### Work order
Return the part of the passage below on the Chorégies d'Orange festival between "The Chorégies d'Orange" and "which seats 9,000.", inclusive, copied word for word.

The Chorégies d'Orange is a summer opera festival held each August in Orange located about 21 kilometres north of Avignon in southern France. Performances are presented in the ancient Roman theatre, the Théâtre Antique d'Orange, the original stage wall of which has remained intact, creating a semi-circular auditorium which seats 9,000.

A festival began in Orange in 1860 and was held periodically, but it was only after the Roman theatre was restored in 1869 that it became the location of a popular “Roman Festival” which celebrated the glory of Rome and included a performance of Méhul’s opera, Joseph. All the major players of the French classical stage appeared in the Orange festivals, including Sarah Bernhardt who played “Phèdre” in 1903.

In 1902, the festival was given a new name, the “Chorégies,” and it was planned to take place annually. The name comes from the Greek χορηγός khorêgós "choir leader." Until 1969, the Chorégies consisted of plays, alternating with musical works, opera and symphonies. However, after that date, Orange became solely an opera festival and theatrical works were performed at Avignon.

In 1971, the “New Chorégies” began, with a format not unlike the present one where only about six performances are given during the month-long festival, typically two performances of two operas along with a recital or concert. It quickly became an international success with many major international singers appearing.

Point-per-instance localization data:
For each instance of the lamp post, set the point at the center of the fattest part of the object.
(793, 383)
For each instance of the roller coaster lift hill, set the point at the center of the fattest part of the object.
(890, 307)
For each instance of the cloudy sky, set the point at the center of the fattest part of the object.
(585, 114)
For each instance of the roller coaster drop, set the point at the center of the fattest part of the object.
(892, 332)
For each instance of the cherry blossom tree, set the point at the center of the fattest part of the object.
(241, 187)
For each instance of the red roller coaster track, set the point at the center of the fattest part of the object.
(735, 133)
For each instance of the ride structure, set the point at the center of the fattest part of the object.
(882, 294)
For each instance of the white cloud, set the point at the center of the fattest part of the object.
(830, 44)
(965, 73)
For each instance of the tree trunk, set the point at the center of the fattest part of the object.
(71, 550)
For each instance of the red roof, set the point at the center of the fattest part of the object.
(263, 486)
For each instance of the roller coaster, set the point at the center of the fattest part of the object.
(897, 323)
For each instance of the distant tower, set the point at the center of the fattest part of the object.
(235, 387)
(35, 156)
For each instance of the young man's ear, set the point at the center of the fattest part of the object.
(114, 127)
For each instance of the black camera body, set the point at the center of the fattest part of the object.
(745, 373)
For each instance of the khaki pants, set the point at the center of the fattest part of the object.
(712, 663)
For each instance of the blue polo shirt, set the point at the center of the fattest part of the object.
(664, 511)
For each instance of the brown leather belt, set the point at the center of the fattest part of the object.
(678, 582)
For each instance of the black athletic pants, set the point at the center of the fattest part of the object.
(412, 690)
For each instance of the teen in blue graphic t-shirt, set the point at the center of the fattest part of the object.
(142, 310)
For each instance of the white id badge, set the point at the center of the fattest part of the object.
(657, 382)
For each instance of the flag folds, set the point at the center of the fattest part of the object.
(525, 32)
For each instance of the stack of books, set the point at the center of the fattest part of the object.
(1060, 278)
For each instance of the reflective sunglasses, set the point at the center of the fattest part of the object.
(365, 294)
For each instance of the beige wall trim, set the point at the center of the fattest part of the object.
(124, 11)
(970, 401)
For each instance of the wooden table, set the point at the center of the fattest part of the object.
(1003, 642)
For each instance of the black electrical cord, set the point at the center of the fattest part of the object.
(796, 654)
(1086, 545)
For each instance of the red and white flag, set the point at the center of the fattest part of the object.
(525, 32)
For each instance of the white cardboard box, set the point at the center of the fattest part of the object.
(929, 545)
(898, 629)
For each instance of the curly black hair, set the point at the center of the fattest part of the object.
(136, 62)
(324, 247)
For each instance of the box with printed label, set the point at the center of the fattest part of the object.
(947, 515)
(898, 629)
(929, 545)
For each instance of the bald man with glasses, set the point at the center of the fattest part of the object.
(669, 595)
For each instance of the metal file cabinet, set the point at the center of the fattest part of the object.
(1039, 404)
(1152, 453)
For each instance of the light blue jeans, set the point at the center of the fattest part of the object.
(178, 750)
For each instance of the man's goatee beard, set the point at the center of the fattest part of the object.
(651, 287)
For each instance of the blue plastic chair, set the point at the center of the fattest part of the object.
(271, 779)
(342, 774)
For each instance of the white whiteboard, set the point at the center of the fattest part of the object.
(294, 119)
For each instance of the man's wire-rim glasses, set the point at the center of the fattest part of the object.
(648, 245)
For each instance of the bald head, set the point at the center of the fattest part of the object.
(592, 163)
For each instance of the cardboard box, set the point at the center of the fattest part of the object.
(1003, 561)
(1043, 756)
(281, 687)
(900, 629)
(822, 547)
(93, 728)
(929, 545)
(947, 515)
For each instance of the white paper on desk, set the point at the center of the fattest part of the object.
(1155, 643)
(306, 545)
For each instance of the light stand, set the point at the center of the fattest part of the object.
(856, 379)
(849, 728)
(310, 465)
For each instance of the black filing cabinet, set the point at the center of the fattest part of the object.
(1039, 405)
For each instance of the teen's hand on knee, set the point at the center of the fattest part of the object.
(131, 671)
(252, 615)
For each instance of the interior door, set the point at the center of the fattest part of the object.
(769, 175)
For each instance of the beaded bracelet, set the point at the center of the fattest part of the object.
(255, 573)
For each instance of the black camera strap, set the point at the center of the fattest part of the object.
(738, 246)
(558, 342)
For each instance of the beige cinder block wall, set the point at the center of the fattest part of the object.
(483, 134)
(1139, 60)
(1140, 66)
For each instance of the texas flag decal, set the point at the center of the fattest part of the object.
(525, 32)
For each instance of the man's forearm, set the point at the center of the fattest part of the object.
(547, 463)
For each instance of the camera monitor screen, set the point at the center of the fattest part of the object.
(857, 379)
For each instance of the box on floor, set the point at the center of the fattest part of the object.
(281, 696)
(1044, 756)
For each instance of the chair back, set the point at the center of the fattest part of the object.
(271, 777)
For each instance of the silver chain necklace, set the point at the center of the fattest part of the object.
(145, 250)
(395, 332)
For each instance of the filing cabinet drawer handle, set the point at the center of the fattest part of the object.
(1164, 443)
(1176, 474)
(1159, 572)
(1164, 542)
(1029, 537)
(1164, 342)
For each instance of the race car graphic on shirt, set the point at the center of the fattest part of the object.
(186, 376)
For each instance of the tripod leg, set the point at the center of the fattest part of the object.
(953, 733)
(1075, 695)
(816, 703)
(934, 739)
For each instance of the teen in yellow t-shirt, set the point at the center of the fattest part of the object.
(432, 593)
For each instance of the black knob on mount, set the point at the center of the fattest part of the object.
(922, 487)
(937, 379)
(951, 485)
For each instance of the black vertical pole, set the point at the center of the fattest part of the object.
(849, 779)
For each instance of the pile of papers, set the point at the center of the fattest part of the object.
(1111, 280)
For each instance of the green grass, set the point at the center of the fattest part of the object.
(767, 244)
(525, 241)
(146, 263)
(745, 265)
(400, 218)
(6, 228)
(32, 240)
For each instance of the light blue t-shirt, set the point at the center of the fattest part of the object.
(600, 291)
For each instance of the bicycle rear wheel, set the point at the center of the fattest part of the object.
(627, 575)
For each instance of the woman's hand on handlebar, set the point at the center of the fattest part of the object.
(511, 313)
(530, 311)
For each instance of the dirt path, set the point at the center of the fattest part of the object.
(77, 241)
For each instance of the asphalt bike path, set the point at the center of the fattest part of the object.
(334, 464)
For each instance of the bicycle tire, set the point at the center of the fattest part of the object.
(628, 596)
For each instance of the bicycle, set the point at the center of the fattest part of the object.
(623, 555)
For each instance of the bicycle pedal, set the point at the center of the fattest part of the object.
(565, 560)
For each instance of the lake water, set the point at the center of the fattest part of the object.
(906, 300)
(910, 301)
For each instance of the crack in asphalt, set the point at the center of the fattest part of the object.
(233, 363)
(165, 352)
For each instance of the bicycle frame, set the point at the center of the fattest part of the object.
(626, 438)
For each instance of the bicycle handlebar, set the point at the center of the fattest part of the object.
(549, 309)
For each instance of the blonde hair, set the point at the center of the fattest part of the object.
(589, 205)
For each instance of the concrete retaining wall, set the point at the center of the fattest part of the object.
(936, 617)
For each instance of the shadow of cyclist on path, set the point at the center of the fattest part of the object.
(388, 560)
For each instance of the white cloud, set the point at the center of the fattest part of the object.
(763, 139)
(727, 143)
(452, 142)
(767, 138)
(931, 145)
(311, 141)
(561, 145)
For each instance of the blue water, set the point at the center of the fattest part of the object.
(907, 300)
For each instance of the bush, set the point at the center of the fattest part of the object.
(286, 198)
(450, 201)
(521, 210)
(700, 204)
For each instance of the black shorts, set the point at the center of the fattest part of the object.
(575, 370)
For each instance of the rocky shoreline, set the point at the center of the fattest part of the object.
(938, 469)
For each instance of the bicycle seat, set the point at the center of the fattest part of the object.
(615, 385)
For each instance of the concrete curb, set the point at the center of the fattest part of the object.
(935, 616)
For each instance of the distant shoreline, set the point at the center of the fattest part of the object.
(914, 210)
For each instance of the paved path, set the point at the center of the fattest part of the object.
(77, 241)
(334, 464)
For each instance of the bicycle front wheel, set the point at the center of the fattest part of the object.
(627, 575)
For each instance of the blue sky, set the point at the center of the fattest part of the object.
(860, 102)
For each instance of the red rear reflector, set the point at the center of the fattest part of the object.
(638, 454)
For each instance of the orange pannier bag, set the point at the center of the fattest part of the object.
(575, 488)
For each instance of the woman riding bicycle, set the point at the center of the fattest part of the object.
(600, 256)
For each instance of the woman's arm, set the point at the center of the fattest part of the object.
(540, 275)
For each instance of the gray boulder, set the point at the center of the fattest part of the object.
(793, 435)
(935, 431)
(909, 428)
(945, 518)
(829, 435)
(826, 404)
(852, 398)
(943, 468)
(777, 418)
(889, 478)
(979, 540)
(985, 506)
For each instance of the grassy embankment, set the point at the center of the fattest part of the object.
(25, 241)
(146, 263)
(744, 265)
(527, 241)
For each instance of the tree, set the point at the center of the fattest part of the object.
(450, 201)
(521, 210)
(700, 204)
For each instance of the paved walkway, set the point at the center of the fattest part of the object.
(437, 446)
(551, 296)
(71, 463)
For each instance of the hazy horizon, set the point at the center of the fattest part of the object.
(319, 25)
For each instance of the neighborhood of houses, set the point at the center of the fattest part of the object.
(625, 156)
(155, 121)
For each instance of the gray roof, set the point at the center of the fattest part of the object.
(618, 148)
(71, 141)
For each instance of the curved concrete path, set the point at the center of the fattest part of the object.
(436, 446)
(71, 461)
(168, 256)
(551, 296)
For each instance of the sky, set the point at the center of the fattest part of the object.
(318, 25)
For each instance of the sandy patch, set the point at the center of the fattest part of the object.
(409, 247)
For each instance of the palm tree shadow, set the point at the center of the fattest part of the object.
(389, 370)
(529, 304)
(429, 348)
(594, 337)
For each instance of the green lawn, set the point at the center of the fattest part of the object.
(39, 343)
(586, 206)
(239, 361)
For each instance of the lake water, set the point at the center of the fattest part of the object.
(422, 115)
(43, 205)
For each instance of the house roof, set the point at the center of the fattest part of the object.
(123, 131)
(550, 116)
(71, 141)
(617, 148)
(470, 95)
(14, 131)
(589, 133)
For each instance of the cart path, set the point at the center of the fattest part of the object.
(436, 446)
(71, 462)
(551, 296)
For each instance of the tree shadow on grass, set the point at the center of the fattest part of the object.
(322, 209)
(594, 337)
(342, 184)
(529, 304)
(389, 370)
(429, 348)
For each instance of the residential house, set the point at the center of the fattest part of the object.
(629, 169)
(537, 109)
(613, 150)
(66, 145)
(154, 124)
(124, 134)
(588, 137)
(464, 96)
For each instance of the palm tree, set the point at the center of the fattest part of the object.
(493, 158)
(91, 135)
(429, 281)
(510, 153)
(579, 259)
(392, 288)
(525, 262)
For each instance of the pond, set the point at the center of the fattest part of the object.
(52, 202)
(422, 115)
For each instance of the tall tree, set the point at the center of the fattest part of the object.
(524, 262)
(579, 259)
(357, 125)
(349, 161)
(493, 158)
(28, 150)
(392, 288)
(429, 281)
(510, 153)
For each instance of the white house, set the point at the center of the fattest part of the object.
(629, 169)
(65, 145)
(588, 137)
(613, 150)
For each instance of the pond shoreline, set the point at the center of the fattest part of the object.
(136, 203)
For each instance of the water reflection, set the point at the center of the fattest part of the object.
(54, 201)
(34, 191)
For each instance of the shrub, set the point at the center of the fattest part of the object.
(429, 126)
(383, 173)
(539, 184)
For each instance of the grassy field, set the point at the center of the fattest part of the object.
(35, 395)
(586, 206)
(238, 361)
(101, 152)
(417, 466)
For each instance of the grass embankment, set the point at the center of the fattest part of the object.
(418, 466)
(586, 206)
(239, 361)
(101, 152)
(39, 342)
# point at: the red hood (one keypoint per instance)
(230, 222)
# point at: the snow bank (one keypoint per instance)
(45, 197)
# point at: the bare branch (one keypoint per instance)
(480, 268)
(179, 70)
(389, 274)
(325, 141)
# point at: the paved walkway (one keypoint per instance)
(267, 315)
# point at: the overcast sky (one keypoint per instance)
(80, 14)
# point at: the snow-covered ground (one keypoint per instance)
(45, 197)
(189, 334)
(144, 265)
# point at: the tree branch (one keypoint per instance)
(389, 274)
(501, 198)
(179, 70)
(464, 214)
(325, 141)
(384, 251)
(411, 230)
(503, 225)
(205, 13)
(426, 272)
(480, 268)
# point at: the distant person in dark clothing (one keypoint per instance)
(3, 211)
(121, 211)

### Result for this exercise
The Chorégies d'Orange is a summer opera festival held each August in Orange located about 21 kilometres north of Avignon in southern France. Performances are presented in the ancient Roman theatre, the Théâtre Antique d'Orange, the original stage wall of which has remained intact, creating a semi-circular auditorium which seats 9,000.